Document excerpt:
# Legal Position on Commission and/or Bonus Payments - is it Officially part of "Pay"



## Keltic (30 Mar 2011)

Hi,

I am finding it difficult to determine whether or not the commission and Bonus payments in my contract of employment can/are considered as "pay" under Irish employment law - specifically for the purpose of defending them from unauthorised deductions by my employer and/or downward renegotiation.

Background is that I have been successful in achieving and exceeding my sales targets since joining my current employer in June '08. recently my line manager was changed and he is trying to "renegotiate" my "compensation package". Recently he deducted company incurred shipping costs (without proof of costs) from my sales figures to ensure a reduced payment on my commission (loss of E700). When I disagreed, he said that it was their right to amend the conditions of payment of commission without requiring my agreement. As this cost had heretofore been included in the sale price, I was not given the opportunity to pass it on in the sale. I suggested that if it was now to be deducted, that I would add it onto the cost of the product to my distributor network, whereupon he insisted that the pricing structure was set by the company, not me.....?

Definitive help on this would be beneficial before I go running to the Rights Commissioner or demanding payment under the Payment of Wages Acts etc.


----------



## Purple (30 Mar 2011)

He needs to provide proof that he can change the conditions of payment of your commission. You don't have to prove he can't.


----------



## ajapale (30 Mar 2011)

Hi Keltic,

Welcome to AAM.

Are you in a trade union? Are trade unions organised in your industry?

What does your contract of employment say about commission? bonus payments?

aj


----------



## Keltic (30 Mar 2011)

*Purple* - can you define what you consider to be "Proof of ability to change conditions of commission"?
Personally, I see the only way to defend this is by proving that Commission _is_ part of "pay" under a definition that could be taken to a commission or court. Either by specific reference, inference in legislation OR by law of the land approach.

*ajaple* - As a professional, I have never been in a union. Honestly speaking, I have never had the desire to become part of a union movement, preferring to use my own ability to stand up and speak for myself than allowing someone else to do it for me.

My contract of employment states that commission is separate to pay, however I would seek to discover/prove that commission is not separable from pay, legally. 

Under Irish Legislation about holiday pay, commission is referred to in the same context as overtime, requiring holiday pay to be based on the variable amount from the prior 13-weeks. However, it is difficult to find a direct reference elsewhere that confirms fully that "performance related pay" can be considered part of salary entitlement and not just an arbitrary additional amount which is removable at the whim of the employer (assuming conditions for reward have been met - in the interest of fairness).

I believe I have some ground to stand on as, in the initial period of employment (first 6-months), I was given an additional sum to supplement my "basic" pay which was the equivalent of achieving the proposed sales target each and every month of that period. Also, I have been paid a commission on sales until this recent "deduction" and request that we "review" my "compensation package" in light of additional duties that I am undertaking.

However all inferences by him is that the commission structure would be reviewed (downward) and the Salary "package" adjusted (no indication on the likely movement on this - though no increase or review has yet taken place in 3-years of employment).


----------



## Art (31 Mar 2011)

The Rights Commissioner will take a holistic view of it. If for example you received on average 20k in commission over the last three years and this was stopped or reduced in the current year despite similar sales figures being made, the average of 20k would be assumed to be part of your terms and conditions and he would find in your favour. You should get a claim in quickly as you can only make a claim within six months of the deduction being made.


----------

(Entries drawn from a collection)
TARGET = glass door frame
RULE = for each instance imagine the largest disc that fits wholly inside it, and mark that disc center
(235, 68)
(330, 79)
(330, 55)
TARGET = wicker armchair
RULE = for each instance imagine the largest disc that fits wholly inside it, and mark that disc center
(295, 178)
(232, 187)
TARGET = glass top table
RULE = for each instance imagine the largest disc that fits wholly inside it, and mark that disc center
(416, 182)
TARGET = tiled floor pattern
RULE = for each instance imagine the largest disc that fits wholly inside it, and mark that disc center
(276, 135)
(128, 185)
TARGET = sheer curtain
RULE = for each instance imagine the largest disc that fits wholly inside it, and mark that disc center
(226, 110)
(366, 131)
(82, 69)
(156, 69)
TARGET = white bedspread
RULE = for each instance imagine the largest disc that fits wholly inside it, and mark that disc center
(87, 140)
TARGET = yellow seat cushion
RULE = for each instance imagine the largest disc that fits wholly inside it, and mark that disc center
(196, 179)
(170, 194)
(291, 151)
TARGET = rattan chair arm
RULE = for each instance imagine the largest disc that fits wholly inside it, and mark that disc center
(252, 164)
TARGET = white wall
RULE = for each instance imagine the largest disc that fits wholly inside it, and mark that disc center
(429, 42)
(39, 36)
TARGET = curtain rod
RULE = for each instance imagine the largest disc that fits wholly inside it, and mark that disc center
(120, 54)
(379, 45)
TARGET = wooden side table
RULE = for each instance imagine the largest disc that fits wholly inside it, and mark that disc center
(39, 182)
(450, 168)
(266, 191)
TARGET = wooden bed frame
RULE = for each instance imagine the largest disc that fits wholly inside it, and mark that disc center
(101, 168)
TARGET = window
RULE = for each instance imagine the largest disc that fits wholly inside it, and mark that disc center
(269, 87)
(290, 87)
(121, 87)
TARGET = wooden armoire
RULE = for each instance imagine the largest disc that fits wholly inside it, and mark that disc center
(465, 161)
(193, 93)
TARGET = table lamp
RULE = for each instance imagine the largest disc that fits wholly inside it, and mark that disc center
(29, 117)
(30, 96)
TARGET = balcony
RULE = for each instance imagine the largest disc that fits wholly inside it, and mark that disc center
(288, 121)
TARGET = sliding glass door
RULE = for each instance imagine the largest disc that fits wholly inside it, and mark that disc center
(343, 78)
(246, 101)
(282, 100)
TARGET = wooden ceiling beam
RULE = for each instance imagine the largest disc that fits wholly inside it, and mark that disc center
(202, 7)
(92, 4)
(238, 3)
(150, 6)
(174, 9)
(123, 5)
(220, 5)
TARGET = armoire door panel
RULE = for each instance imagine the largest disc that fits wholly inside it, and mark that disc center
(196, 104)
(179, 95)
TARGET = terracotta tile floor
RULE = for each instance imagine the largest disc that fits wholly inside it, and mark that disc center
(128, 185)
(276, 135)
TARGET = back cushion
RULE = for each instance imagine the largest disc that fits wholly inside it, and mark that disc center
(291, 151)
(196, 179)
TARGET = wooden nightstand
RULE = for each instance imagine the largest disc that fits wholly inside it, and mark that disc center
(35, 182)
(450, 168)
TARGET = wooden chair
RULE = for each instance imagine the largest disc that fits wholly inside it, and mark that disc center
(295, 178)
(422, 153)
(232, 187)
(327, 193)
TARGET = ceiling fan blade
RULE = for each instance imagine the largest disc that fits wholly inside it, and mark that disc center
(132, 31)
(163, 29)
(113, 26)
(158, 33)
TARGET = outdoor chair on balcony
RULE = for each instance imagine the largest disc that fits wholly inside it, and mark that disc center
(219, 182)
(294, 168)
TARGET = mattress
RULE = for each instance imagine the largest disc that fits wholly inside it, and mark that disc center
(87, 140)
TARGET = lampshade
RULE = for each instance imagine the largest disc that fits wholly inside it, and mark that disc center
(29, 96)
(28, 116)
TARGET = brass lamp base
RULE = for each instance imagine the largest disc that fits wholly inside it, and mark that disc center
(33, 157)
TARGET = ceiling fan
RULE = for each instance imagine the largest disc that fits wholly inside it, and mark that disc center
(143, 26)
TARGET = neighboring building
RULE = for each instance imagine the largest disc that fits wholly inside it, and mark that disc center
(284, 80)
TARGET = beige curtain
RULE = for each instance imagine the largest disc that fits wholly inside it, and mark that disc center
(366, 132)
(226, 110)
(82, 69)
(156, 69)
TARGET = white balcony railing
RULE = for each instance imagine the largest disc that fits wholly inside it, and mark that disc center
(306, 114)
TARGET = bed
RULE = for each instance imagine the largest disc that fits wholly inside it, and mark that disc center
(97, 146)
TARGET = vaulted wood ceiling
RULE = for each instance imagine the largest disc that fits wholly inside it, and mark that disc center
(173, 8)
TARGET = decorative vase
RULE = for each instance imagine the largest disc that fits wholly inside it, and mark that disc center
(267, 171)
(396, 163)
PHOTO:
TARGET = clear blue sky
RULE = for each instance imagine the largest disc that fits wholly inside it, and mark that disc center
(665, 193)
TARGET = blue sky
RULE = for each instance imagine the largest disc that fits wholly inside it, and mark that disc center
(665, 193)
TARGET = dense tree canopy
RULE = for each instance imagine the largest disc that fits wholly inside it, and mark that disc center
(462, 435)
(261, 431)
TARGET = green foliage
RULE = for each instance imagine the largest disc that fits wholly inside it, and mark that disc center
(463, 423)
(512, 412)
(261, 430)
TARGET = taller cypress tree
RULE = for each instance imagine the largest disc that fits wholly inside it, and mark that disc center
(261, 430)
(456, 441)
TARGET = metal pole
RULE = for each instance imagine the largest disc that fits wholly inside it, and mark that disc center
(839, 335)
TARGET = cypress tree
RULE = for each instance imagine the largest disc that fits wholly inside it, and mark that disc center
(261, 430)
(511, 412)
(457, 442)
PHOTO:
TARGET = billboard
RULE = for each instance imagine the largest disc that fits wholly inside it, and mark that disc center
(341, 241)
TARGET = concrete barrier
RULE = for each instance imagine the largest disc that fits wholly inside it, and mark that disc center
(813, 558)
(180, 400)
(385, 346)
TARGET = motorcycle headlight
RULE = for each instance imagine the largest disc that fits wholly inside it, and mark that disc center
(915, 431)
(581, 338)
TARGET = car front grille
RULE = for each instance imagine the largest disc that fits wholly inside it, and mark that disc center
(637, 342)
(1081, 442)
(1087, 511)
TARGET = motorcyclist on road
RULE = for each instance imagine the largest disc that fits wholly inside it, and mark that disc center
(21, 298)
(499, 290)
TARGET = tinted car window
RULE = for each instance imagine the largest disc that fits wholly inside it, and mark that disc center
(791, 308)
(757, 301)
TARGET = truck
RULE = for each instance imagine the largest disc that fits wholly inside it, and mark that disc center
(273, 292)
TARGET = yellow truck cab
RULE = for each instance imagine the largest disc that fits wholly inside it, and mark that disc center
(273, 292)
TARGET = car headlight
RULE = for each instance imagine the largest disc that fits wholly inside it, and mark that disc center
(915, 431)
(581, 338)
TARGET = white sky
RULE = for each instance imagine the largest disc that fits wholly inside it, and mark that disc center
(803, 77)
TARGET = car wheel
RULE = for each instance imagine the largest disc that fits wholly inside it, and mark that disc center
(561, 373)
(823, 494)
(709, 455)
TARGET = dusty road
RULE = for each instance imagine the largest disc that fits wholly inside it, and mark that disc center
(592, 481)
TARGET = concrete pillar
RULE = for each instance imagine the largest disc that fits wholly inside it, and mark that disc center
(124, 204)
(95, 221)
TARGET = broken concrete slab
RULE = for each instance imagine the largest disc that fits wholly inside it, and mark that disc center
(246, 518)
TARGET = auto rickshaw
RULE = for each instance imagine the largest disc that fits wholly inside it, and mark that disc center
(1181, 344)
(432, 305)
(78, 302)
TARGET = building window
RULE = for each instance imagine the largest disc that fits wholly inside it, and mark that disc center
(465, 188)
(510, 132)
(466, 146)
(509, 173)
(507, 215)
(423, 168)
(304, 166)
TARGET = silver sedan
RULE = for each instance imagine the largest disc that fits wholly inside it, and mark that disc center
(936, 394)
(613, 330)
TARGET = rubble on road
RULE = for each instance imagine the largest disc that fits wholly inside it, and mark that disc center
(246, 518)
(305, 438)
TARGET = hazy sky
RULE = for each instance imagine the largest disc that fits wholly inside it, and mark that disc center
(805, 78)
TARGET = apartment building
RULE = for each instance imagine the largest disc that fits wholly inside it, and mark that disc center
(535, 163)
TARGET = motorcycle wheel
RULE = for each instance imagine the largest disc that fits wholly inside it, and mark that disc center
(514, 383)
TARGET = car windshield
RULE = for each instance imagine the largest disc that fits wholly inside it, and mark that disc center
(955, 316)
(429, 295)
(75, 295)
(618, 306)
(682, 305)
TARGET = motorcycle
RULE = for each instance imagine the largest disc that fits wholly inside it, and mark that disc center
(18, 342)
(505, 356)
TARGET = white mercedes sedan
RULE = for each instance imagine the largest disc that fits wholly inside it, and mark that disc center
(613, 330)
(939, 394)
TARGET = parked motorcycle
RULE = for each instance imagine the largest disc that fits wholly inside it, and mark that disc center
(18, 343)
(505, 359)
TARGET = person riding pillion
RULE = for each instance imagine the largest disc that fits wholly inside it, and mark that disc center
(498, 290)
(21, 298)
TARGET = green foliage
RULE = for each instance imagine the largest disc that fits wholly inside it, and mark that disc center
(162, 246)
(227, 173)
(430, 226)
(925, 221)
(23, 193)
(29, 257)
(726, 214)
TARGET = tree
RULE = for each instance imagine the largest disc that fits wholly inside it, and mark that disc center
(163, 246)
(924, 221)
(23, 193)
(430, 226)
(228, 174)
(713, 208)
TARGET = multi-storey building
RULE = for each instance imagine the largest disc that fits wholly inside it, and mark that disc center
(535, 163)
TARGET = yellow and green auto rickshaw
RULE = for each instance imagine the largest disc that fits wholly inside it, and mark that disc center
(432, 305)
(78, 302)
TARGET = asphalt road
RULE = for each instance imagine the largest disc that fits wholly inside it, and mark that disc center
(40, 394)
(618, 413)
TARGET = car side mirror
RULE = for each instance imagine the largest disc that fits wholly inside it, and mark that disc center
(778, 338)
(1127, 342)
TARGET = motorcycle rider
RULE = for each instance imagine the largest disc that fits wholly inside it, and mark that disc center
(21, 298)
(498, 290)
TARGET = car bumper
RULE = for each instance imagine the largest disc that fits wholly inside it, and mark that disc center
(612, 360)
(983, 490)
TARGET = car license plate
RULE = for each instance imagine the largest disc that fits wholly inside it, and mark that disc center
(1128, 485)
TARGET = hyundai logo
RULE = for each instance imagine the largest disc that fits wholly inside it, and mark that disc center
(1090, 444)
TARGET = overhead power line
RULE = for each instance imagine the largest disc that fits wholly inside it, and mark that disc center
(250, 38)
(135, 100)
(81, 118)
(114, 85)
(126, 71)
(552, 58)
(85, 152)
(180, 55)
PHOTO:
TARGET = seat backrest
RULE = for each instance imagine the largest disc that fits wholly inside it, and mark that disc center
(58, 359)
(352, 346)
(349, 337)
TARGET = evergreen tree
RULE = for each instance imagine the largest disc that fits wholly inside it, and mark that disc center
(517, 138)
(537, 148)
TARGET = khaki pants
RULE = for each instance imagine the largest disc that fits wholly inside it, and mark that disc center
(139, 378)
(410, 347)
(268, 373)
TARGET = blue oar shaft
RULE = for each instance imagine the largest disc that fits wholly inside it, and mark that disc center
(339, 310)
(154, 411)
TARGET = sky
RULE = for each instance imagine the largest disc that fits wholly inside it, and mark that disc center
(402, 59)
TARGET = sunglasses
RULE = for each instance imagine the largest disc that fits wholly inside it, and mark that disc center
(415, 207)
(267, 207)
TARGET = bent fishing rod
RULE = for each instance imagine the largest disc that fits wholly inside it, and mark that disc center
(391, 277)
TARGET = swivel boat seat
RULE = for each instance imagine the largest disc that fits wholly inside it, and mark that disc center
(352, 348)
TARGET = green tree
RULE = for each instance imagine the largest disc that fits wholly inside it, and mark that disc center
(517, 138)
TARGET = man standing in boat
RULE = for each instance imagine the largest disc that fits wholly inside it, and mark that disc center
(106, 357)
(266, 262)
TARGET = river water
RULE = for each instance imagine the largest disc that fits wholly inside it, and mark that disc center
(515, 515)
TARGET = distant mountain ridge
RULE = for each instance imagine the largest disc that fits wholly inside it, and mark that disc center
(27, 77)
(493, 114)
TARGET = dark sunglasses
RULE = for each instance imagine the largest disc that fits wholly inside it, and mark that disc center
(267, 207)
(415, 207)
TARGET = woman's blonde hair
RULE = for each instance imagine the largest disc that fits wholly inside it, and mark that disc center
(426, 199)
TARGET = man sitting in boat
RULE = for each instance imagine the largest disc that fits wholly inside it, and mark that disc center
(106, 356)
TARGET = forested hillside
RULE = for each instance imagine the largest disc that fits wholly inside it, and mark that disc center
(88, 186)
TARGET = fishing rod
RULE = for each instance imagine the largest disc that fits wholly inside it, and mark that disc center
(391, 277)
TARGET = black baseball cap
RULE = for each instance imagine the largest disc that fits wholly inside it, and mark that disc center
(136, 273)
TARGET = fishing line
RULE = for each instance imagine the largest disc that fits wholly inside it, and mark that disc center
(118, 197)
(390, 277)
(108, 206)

Task list:
1) In the thread on commission pay, within what period after a deduction must a claim be made?
2) Reproduce the passage of the thread on commission pay that begins with the words "## Art (31 Mar" and ends after the words "deduction being made.".
None of these entries is needed.

Per-task outputs:
1) Within six months of the deduction being made.

2)
## Art (31 Mar 2011)

The Rights Commissioner will take a holistic view of it. If for example you received on average 20k in commission over the last three years and this was stopped or reduced in the current year despite similar sales figures being made, the average of 20k would be assumed to be part of your terms and conditions and he would find in your favour. You should get a claim in quickly as you can only make a claim within six months of the deduction being made.